주어진 문제 ▸ 아래 목록의 모든 줄을 번호 목록으로 정리하세요. 빈 줄은 빼세요.
= = = = = = =
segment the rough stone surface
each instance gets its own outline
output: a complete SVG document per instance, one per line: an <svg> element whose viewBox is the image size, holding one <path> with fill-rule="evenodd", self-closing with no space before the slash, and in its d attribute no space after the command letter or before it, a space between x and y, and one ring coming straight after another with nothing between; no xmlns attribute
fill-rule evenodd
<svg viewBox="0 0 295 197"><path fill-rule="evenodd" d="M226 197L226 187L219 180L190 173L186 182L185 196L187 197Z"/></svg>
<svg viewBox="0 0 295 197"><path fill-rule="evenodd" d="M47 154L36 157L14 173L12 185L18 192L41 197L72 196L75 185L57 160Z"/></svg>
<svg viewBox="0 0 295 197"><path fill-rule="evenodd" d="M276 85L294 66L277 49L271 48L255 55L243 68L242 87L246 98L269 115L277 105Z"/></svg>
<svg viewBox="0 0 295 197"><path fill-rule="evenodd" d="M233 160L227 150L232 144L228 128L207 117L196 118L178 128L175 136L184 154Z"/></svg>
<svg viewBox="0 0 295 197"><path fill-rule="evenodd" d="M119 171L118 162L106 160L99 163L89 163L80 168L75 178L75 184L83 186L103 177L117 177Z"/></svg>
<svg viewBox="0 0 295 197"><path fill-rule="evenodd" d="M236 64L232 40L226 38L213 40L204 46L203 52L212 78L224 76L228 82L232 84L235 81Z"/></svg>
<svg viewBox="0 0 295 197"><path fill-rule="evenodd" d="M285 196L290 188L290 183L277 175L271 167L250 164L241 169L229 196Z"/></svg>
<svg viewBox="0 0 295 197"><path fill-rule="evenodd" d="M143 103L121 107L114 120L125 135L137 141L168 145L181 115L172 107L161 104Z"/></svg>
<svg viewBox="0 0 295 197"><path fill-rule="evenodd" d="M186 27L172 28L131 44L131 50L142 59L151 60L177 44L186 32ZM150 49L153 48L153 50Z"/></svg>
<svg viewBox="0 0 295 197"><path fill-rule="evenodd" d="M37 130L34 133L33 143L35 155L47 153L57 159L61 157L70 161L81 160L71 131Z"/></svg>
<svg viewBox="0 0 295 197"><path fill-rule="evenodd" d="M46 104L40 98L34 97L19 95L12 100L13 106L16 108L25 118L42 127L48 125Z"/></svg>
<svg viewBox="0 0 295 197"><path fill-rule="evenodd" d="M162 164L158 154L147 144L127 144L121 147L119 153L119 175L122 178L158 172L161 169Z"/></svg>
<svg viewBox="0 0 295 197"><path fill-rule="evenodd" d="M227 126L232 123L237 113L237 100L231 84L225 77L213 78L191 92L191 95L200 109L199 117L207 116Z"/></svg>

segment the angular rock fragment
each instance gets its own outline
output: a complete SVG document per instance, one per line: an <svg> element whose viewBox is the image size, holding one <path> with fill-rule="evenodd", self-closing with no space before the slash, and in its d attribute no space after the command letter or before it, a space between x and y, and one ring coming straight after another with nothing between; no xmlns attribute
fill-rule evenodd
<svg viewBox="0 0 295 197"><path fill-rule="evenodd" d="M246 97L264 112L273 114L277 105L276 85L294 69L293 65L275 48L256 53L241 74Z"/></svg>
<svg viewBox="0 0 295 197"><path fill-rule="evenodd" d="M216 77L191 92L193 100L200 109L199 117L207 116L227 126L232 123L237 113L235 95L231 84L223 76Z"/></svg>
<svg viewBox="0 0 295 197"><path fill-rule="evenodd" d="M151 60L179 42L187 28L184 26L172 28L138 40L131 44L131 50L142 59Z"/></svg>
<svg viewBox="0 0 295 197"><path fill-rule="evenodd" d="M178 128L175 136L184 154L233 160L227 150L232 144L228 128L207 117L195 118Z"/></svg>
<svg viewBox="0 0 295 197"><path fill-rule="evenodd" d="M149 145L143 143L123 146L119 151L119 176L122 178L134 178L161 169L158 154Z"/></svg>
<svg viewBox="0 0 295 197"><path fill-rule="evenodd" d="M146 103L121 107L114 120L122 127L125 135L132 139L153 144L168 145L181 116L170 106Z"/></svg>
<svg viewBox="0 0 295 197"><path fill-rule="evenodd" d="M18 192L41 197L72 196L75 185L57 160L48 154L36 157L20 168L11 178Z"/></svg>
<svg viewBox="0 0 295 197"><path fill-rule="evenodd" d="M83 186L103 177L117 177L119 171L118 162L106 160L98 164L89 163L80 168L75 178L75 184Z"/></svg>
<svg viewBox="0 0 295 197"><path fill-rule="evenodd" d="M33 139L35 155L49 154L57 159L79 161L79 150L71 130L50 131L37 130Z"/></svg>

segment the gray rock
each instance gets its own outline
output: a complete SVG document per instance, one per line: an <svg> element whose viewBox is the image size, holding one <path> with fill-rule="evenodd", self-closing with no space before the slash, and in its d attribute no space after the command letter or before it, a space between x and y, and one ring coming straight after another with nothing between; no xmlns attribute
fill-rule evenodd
= = = = = = =
연습 답안 ▸
1. segment the rough stone surface
2. each instance gets its own outline
3. output: a complete SVG document per instance, one per line: an <svg> element whose viewBox is the image size, holding one <path> with fill-rule="evenodd", self-closing with no space before the slash, and in its d attribute no space after the command letter or before it, a space between x and y, and one ring coming straight after another with nothing between; no xmlns attribute
4. fill-rule evenodd
5. <svg viewBox="0 0 295 197"><path fill-rule="evenodd" d="M226 197L226 187L219 180L190 173L186 182L185 196L187 197Z"/></svg>
6. <svg viewBox="0 0 295 197"><path fill-rule="evenodd" d="M47 154L36 157L14 173L12 185L18 192L41 197L72 196L75 185L57 160Z"/></svg>
7. <svg viewBox="0 0 295 197"><path fill-rule="evenodd" d="M276 85L294 66L277 49L271 48L255 55L243 68L242 87L246 98L269 115L277 105Z"/></svg>
8. <svg viewBox="0 0 295 197"><path fill-rule="evenodd" d="M233 160L227 150L232 144L228 128L207 117L196 118L178 128L175 136L184 154Z"/></svg>
9. <svg viewBox="0 0 295 197"><path fill-rule="evenodd" d="M119 171L118 162L106 160L99 163L89 163L80 168L75 178L75 184L83 186L103 177L117 177Z"/></svg>
10. <svg viewBox="0 0 295 197"><path fill-rule="evenodd" d="M236 64L232 40L226 38L213 40L204 46L203 52L212 78L224 76L228 82L232 84L235 81Z"/></svg>
11. <svg viewBox="0 0 295 197"><path fill-rule="evenodd" d="M285 196L290 188L290 183L277 175L271 167L250 164L241 169L229 196Z"/></svg>
12. <svg viewBox="0 0 295 197"><path fill-rule="evenodd" d="M143 103L121 107L114 120L125 135L137 141L168 145L181 115L172 107L161 104Z"/></svg>
13. <svg viewBox="0 0 295 197"><path fill-rule="evenodd" d="M186 27L172 28L131 44L131 50L142 59L151 60L177 44L186 32ZM150 49L153 48L153 50Z"/></svg>
14. <svg viewBox="0 0 295 197"><path fill-rule="evenodd" d="M37 130L34 133L33 143L35 155L47 153L57 159L61 157L70 161L81 160L71 131Z"/></svg>
15. <svg viewBox="0 0 295 197"><path fill-rule="evenodd" d="M46 104L40 98L34 97L19 95L12 100L13 106L16 108L25 118L42 127L48 125Z"/></svg>
16. <svg viewBox="0 0 295 197"><path fill-rule="evenodd" d="M162 164L158 154L147 144L127 144L121 147L119 153L119 175L122 178L158 172L161 169Z"/></svg>
17. <svg viewBox="0 0 295 197"><path fill-rule="evenodd" d="M227 126L232 123L237 113L237 100L231 84L225 77L213 78L191 92L191 95L200 109L199 117L207 116Z"/></svg>
18. segment the angular rock fragment
19. each instance gets its own outline
20. output: a complete SVG document per instance, one per line: an <svg> element whose viewBox is the image size, holding one <path> with fill-rule="evenodd", self-closing with no space before the slash, and in its d attribute no space after the command letter or before it, a space between x and y, and one ring coming straight after another with nothing between; no xmlns attribute
21. fill-rule evenodd
22. <svg viewBox="0 0 295 197"><path fill-rule="evenodd" d="M246 97L264 112L273 114L277 105L276 85L294 69L293 65L275 48L256 53L241 74Z"/></svg>
23. <svg viewBox="0 0 295 197"><path fill-rule="evenodd" d="M216 77L191 92L193 100L200 109L199 117L207 116L227 126L232 123L237 113L235 95L231 84L223 76Z"/></svg>
24. <svg viewBox="0 0 295 197"><path fill-rule="evenodd" d="M151 60L179 42L187 28L184 26L172 28L138 40L131 44L131 50L142 59Z"/></svg>
25. <svg viewBox="0 0 295 197"><path fill-rule="evenodd" d="M178 128L175 136L184 154L233 160L227 150L232 144L228 128L207 117L195 118Z"/></svg>
26. <svg viewBox="0 0 295 197"><path fill-rule="evenodd" d="M149 145L143 143L123 146L119 151L119 176L122 178L134 178L161 169L158 154Z"/></svg>
27. <svg viewBox="0 0 295 197"><path fill-rule="evenodd" d="M146 103L121 107L114 120L122 127L125 135L132 139L153 144L168 145L181 116L170 106Z"/></svg>
28. <svg viewBox="0 0 295 197"><path fill-rule="evenodd" d="M18 192L41 197L72 196L75 185L57 160L48 154L36 157L20 168L11 178Z"/></svg>
29. <svg viewBox="0 0 295 197"><path fill-rule="evenodd" d="M83 186L103 177L117 177L119 171L118 162L106 160L98 164L89 163L80 168L75 178L75 184Z"/></svg>
30. <svg viewBox="0 0 295 197"><path fill-rule="evenodd" d="M33 139L35 155L49 154L57 159L79 161L79 150L71 130L50 131L37 130Z"/></svg>
31. segment the gray rock
32. each instance gets its own outline
33. output: a complete SVG document per instance, one per line: an <svg> element whose viewBox is the image size, holding one <path> with fill-rule="evenodd", self-closing with no space before the slash, and in its d attribute no space after the command letter or before it, a space between x and y, and one ring coming straight after another with nothing between; no xmlns attribute
34. fill-rule evenodd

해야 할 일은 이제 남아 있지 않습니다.